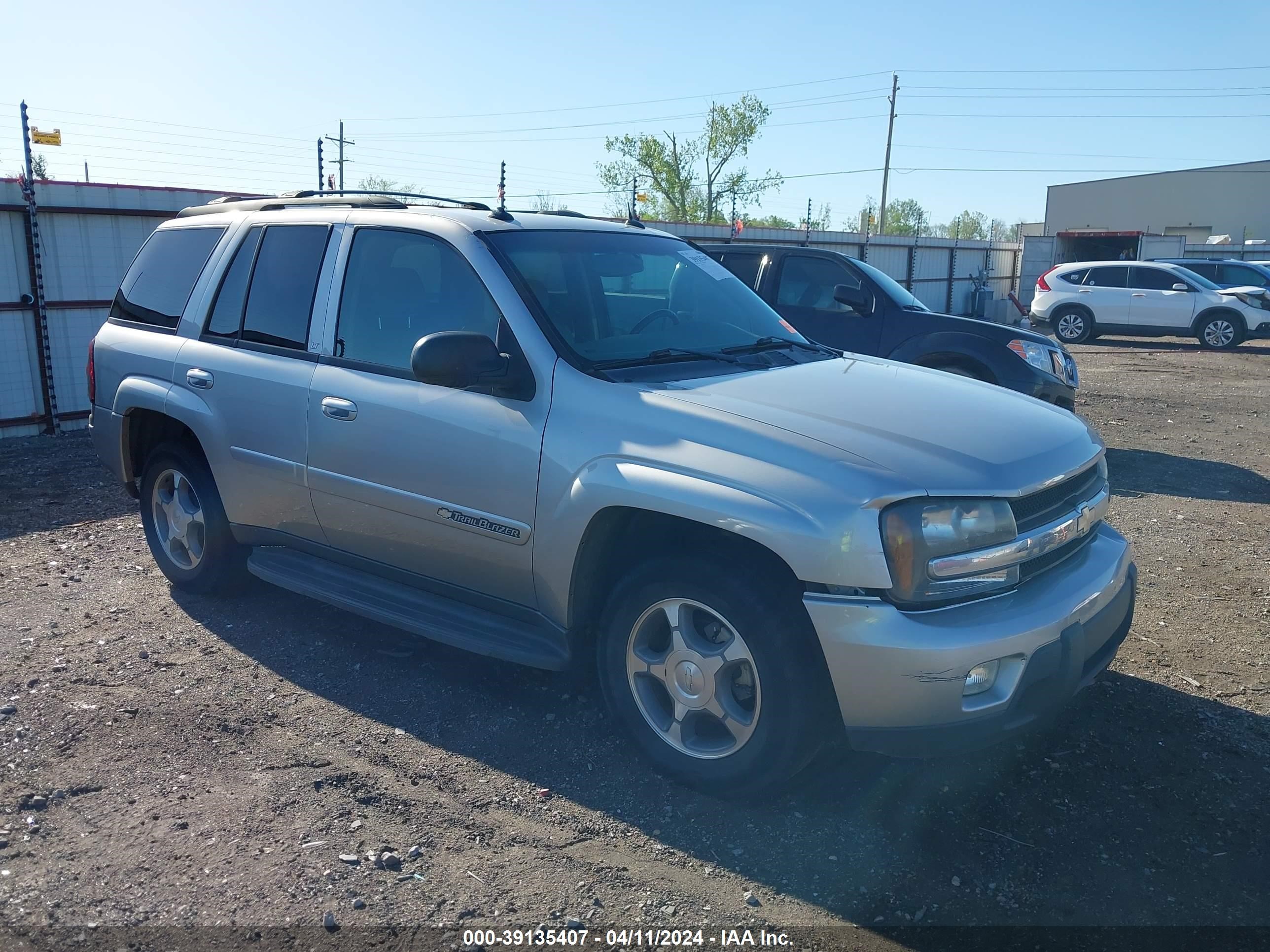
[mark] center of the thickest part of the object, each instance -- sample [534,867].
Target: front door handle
[199,378]
[340,409]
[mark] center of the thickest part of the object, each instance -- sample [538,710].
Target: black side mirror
[458,358]
[851,296]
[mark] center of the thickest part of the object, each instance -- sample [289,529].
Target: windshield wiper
[774,343]
[670,354]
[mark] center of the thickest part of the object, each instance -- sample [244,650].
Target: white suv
[1086,299]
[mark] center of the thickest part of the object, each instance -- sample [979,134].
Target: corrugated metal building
[89,235]
[1220,200]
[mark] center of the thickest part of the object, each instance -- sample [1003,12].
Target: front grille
[1050,560]
[1052,503]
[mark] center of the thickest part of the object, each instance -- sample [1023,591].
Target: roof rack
[353,199]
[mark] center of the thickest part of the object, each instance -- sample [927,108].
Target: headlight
[1035,354]
[920,530]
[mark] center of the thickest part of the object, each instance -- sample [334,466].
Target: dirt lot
[208,762]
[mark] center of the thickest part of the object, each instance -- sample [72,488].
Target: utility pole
[885,168]
[342,142]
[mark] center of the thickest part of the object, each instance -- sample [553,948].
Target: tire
[1220,332]
[773,684]
[1072,325]
[186,525]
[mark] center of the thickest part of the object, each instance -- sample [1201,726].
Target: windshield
[618,298]
[1197,278]
[891,287]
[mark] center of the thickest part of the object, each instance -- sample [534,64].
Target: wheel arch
[620,535]
[1216,310]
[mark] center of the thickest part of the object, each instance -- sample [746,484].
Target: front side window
[160,281]
[402,286]
[1114,277]
[810,282]
[1154,278]
[283,283]
[744,267]
[620,296]
[1240,274]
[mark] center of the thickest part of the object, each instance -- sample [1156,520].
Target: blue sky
[235,94]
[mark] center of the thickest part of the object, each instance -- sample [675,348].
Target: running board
[421,612]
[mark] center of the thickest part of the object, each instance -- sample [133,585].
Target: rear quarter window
[160,281]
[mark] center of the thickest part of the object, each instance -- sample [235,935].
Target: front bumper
[900,676]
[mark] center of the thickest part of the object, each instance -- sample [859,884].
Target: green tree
[693,179]
[969,226]
[906,216]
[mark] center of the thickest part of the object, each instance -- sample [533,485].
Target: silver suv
[558,441]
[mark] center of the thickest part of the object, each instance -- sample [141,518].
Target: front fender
[925,348]
[846,552]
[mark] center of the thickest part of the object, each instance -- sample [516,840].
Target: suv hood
[943,433]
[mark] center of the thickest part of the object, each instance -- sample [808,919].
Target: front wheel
[1072,327]
[184,522]
[715,673]
[1221,332]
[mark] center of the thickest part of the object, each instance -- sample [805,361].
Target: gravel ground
[173,761]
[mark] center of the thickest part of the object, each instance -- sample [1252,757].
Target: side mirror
[851,296]
[458,358]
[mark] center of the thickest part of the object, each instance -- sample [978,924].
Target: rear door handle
[340,409]
[199,378]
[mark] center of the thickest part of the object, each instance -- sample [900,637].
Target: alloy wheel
[694,678]
[179,525]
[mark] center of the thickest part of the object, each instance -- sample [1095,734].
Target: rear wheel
[184,522]
[1221,332]
[1072,325]
[717,677]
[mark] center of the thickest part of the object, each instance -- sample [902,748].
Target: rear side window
[226,319]
[1114,277]
[1154,280]
[743,266]
[159,283]
[283,283]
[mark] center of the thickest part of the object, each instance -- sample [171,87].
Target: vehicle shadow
[1150,471]
[56,471]
[1142,805]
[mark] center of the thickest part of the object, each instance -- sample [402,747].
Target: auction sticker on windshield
[708,265]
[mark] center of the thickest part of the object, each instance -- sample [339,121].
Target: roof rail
[353,199]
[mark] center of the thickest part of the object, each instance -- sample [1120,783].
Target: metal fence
[88,235]
[87,238]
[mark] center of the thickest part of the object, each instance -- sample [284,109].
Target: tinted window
[1154,280]
[159,283]
[1108,277]
[1208,271]
[402,286]
[226,318]
[744,267]
[283,283]
[808,282]
[1240,274]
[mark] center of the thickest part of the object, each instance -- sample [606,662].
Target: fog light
[981,678]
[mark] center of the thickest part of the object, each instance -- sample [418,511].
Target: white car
[1083,300]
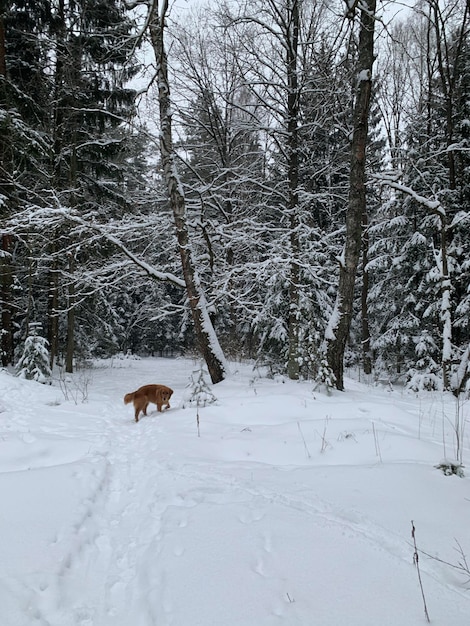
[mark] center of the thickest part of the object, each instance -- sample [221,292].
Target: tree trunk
[338,329]
[292,39]
[6,284]
[70,347]
[366,351]
[205,334]
[52,312]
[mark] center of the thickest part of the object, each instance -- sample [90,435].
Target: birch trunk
[293,365]
[338,329]
[205,334]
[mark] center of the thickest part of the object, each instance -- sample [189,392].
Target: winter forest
[285,181]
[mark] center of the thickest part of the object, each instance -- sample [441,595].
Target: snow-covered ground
[291,508]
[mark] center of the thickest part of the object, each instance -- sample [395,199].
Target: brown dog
[157,394]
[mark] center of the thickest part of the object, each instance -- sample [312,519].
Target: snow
[291,507]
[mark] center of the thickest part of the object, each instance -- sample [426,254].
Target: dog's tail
[129,397]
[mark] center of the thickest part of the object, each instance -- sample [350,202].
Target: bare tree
[338,329]
[205,334]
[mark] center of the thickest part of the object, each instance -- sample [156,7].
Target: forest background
[221,208]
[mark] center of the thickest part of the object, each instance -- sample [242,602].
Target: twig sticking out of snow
[416,562]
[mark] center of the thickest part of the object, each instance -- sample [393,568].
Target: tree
[205,334]
[34,362]
[338,329]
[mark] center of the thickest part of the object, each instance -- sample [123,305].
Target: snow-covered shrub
[451,468]
[199,393]
[325,377]
[34,362]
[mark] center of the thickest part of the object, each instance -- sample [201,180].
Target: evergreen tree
[34,362]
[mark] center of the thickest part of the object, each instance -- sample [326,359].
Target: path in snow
[165,530]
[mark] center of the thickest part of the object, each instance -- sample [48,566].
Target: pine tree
[34,362]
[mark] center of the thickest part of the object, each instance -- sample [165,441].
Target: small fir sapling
[199,394]
[325,377]
[34,362]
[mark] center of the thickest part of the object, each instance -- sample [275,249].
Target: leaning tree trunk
[205,334]
[338,329]
[292,40]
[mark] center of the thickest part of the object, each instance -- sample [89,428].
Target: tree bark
[338,330]
[204,330]
[366,350]
[6,284]
[292,39]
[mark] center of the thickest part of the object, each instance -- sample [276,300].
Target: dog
[157,394]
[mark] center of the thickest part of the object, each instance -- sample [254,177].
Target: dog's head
[165,394]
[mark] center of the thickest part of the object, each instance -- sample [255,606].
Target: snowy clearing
[291,507]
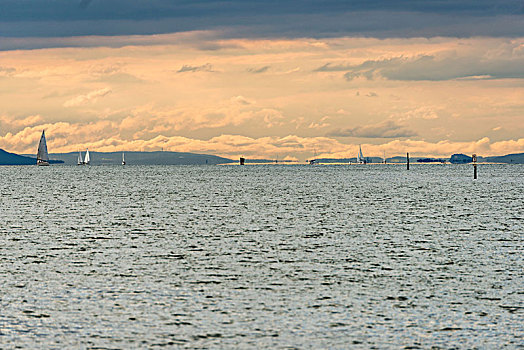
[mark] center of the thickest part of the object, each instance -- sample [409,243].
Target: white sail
[87,159]
[360,156]
[42,157]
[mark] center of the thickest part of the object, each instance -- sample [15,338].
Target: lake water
[267,256]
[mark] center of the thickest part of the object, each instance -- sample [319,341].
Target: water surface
[262,256]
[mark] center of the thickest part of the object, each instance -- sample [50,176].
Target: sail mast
[87,159]
[42,157]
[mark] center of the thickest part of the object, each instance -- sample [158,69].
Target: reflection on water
[262,256]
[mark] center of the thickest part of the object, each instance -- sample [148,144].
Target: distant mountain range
[143,158]
[184,158]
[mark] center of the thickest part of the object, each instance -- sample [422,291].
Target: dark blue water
[262,257]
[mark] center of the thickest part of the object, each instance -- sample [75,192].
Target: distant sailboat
[87,160]
[360,156]
[42,157]
[80,161]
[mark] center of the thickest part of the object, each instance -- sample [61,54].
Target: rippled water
[262,257]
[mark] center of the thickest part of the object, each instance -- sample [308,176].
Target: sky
[263,79]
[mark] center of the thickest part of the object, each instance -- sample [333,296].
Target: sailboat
[87,160]
[360,156]
[42,157]
[80,161]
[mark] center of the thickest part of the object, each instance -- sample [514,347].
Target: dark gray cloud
[386,129]
[84,3]
[269,18]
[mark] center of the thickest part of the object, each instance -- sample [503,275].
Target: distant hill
[515,158]
[7,158]
[143,158]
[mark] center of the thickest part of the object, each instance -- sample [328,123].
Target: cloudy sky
[273,79]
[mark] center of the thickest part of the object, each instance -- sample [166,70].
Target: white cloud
[87,98]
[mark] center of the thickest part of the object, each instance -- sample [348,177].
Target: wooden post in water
[474,160]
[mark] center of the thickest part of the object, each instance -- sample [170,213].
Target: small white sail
[360,156]
[87,159]
[42,157]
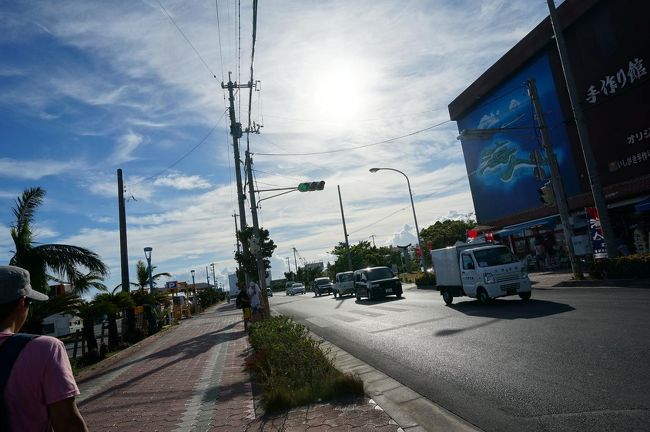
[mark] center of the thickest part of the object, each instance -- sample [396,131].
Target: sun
[338,93]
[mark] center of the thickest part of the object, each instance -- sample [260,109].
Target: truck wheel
[447,297]
[482,296]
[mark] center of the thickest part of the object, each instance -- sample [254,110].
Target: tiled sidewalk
[192,378]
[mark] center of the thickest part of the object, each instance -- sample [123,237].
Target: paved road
[570,359]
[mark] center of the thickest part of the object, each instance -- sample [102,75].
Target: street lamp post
[214,278]
[147,255]
[417,229]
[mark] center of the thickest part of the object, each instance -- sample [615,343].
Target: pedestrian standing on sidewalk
[243,302]
[37,388]
[255,294]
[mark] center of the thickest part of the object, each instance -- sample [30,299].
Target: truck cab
[484,271]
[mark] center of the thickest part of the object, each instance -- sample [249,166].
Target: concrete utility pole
[345,232]
[583,134]
[234,215]
[556,179]
[236,133]
[295,262]
[257,238]
[124,254]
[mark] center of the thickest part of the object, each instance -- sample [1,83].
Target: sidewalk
[191,378]
[554,279]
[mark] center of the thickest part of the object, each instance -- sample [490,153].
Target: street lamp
[147,255]
[214,278]
[193,284]
[417,229]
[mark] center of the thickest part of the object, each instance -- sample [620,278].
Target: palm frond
[24,210]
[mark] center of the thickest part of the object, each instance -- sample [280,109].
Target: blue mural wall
[508,166]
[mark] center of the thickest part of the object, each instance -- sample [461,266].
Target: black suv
[322,286]
[376,282]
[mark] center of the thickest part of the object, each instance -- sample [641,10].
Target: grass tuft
[292,368]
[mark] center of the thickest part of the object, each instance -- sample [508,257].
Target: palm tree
[61,259]
[143,275]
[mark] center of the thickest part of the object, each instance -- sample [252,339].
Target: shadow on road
[509,309]
[367,302]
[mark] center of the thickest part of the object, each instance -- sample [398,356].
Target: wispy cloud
[180,182]
[36,169]
[126,145]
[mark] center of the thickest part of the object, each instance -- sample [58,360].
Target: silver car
[296,288]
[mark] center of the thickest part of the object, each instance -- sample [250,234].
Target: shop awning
[546,222]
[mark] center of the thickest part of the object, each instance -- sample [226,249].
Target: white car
[296,288]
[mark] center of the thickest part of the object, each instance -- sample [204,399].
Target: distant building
[608,42]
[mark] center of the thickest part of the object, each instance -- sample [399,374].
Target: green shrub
[631,266]
[292,368]
[425,279]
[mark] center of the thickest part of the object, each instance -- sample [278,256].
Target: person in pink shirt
[39,394]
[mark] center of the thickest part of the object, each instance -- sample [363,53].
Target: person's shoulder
[43,342]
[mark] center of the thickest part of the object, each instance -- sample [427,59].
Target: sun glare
[338,94]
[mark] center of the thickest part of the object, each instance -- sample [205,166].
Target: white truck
[483,271]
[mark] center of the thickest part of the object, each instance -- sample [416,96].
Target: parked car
[296,288]
[344,284]
[376,282]
[322,286]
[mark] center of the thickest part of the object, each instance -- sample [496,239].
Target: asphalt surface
[573,358]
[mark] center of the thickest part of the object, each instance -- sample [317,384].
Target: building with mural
[608,43]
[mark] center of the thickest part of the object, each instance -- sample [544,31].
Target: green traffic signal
[311,186]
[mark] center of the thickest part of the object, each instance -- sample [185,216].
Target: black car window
[380,273]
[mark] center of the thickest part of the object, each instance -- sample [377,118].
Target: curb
[409,409]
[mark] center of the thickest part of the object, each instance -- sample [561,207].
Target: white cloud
[36,169]
[181,182]
[126,145]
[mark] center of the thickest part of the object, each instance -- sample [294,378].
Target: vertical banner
[597,236]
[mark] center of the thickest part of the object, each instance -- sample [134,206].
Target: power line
[186,38]
[185,155]
[377,221]
[357,147]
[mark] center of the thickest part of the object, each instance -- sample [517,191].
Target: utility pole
[236,133]
[124,254]
[295,262]
[556,180]
[345,231]
[257,238]
[128,323]
[583,135]
[234,215]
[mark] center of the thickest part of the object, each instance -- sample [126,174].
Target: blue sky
[89,87]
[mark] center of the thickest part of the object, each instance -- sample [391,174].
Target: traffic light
[546,195]
[311,186]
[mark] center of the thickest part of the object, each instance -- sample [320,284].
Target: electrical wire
[186,39]
[184,155]
[377,221]
[356,147]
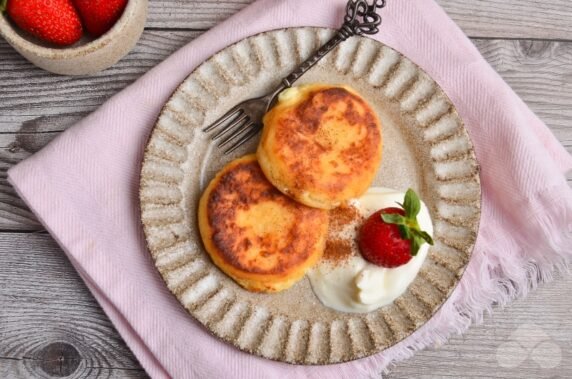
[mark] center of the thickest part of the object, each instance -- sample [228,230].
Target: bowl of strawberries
[72,37]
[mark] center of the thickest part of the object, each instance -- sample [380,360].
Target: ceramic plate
[426,147]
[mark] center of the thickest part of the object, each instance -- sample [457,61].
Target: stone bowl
[88,55]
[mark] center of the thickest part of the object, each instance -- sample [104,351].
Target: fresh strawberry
[391,236]
[99,16]
[54,21]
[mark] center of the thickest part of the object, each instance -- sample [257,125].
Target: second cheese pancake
[321,145]
[261,238]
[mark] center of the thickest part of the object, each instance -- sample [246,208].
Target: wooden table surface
[50,325]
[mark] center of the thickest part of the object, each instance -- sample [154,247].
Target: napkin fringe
[502,279]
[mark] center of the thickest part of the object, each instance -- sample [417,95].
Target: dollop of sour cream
[357,285]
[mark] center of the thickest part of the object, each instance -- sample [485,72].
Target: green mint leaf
[416,243]
[405,232]
[391,218]
[411,204]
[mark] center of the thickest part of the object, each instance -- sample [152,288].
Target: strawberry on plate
[391,236]
[99,16]
[54,21]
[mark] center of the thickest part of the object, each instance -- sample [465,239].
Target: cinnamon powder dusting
[341,242]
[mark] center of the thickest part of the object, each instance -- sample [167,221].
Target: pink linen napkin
[83,188]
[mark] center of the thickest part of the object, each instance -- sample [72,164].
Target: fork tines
[232,125]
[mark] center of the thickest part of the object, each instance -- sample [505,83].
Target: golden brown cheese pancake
[259,237]
[321,145]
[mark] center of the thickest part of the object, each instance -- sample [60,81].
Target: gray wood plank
[50,324]
[35,110]
[483,18]
[44,302]
[532,338]
[35,100]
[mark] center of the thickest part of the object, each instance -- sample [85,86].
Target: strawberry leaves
[408,226]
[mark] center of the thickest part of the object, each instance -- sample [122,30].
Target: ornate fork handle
[361,18]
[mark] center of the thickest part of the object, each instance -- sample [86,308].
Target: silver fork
[244,120]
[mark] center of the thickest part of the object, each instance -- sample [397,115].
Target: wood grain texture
[483,18]
[31,115]
[35,100]
[43,301]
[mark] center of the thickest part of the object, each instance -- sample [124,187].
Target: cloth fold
[83,188]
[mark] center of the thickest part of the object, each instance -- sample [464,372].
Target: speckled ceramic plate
[425,147]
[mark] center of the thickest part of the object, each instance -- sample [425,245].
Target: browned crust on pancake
[297,148]
[242,252]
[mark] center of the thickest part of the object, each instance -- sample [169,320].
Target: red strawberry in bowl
[53,21]
[392,236]
[99,16]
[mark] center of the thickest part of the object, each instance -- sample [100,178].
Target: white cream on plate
[356,285]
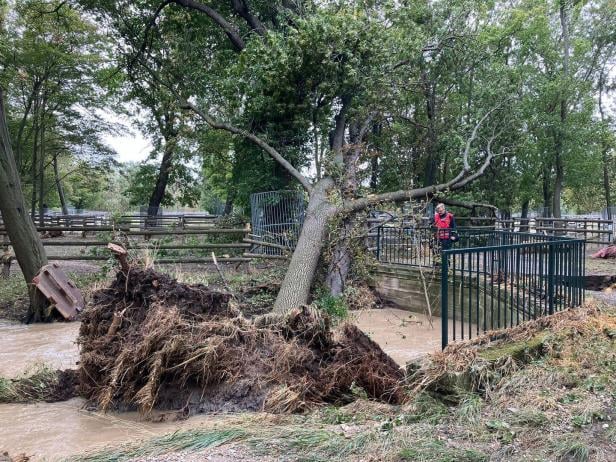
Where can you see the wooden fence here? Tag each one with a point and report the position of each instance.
(84, 238)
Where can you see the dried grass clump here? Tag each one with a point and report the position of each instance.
(480, 364)
(151, 342)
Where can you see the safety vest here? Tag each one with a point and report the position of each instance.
(443, 225)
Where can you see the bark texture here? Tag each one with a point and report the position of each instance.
(59, 187)
(163, 177)
(295, 289)
(26, 242)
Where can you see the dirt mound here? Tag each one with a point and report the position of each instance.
(149, 341)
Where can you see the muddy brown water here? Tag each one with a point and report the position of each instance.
(22, 346)
(403, 335)
(53, 431)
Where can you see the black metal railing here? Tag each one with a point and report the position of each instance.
(491, 279)
(500, 286)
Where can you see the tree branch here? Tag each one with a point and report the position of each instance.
(459, 181)
(273, 153)
(241, 8)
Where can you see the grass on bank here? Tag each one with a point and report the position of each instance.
(34, 385)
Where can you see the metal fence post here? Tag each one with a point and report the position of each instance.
(444, 300)
(551, 264)
(378, 243)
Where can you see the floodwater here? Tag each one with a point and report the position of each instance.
(24, 345)
(52, 431)
(403, 335)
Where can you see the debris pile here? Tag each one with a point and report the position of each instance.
(150, 342)
(480, 364)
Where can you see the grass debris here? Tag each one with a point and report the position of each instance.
(149, 342)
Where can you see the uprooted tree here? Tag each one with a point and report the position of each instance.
(331, 196)
(26, 242)
(284, 77)
(278, 73)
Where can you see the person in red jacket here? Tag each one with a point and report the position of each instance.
(445, 224)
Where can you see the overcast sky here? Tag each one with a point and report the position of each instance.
(131, 147)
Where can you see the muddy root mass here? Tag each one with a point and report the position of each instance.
(151, 342)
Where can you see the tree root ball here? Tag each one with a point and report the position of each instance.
(150, 342)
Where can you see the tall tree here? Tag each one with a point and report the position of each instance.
(18, 224)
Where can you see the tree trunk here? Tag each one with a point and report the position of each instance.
(59, 186)
(295, 289)
(558, 164)
(41, 176)
(547, 199)
(163, 177)
(605, 150)
(26, 242)
(431, 151)
(33, 167)
(229, 202)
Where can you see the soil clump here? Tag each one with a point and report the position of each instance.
(150, 342)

- [Task to complete]: Exact repetition is required for the lines from the one that contains "Where can you see the black" through the final line; leave out everything else.

- [Completed exercise]:
Where can you see the black metal railing here? Tag each one with a point and report the position of each instance.
(491, 279)
(500, 286)
Where can you see the tree branch here? Tag each one with a point and report the position of each instance.
(459, 181)
(273, 153)
(241, 8)
Where can you see the grass on bank here? Tag each one with a point and report the position of each instance.
(34, 385)
Where can you see the metal fence post here? Tag each one with a point and report the position of each instance.
(444, 300)
(551, 264)
(378, 243)
Where can you see the floodwater here? Tag each one with a point and report the position of each instance.
(24, 345)
(52, 431)
(403, 335)
Where can you see the debris pile here? Tag each one with a point and report the position of each instance.
(150, 342)
(480, 364)
Where can you see the grass debris here? Tag each one with a point and report the position of each instance.
(149, 342)
Where can you see the uprooted tree here? Tag each one with a point and report the position of each instance.
(331, 196)
(26, 242)
(284, 77)
(278, 73)
Where can you see the person in red jacket here? Tag each one with a point and report the position of each instance.
(445, 224)
Where can you see the overcast sky here? Tag each one with a point and report the position of each instance.
(131, 147)
Where can you see the muddy root mass here? Tag each one with a point and report the position of each instance.
(151, 342)
Where can you see the tree root ball here? Tag each one with a point and report the position of each instance.
(150, 342)
Where can you see the tall tree here? Tag each one with a point and report the position of each instance.
(18, 224)
Where can you see the tree trunk here? Tag each one with a point and report the position of each instance.
(59, 186)
(295, 289)
(558, 164)
(41, 176)
(547, 199)
(163, 177)
(605, 150)
(26, 242)
(431, 151)
(33, 167)
(229, 202)
Where can you see the soil clump here? Tag each one with a point and report the position of each instance.
(150, 342)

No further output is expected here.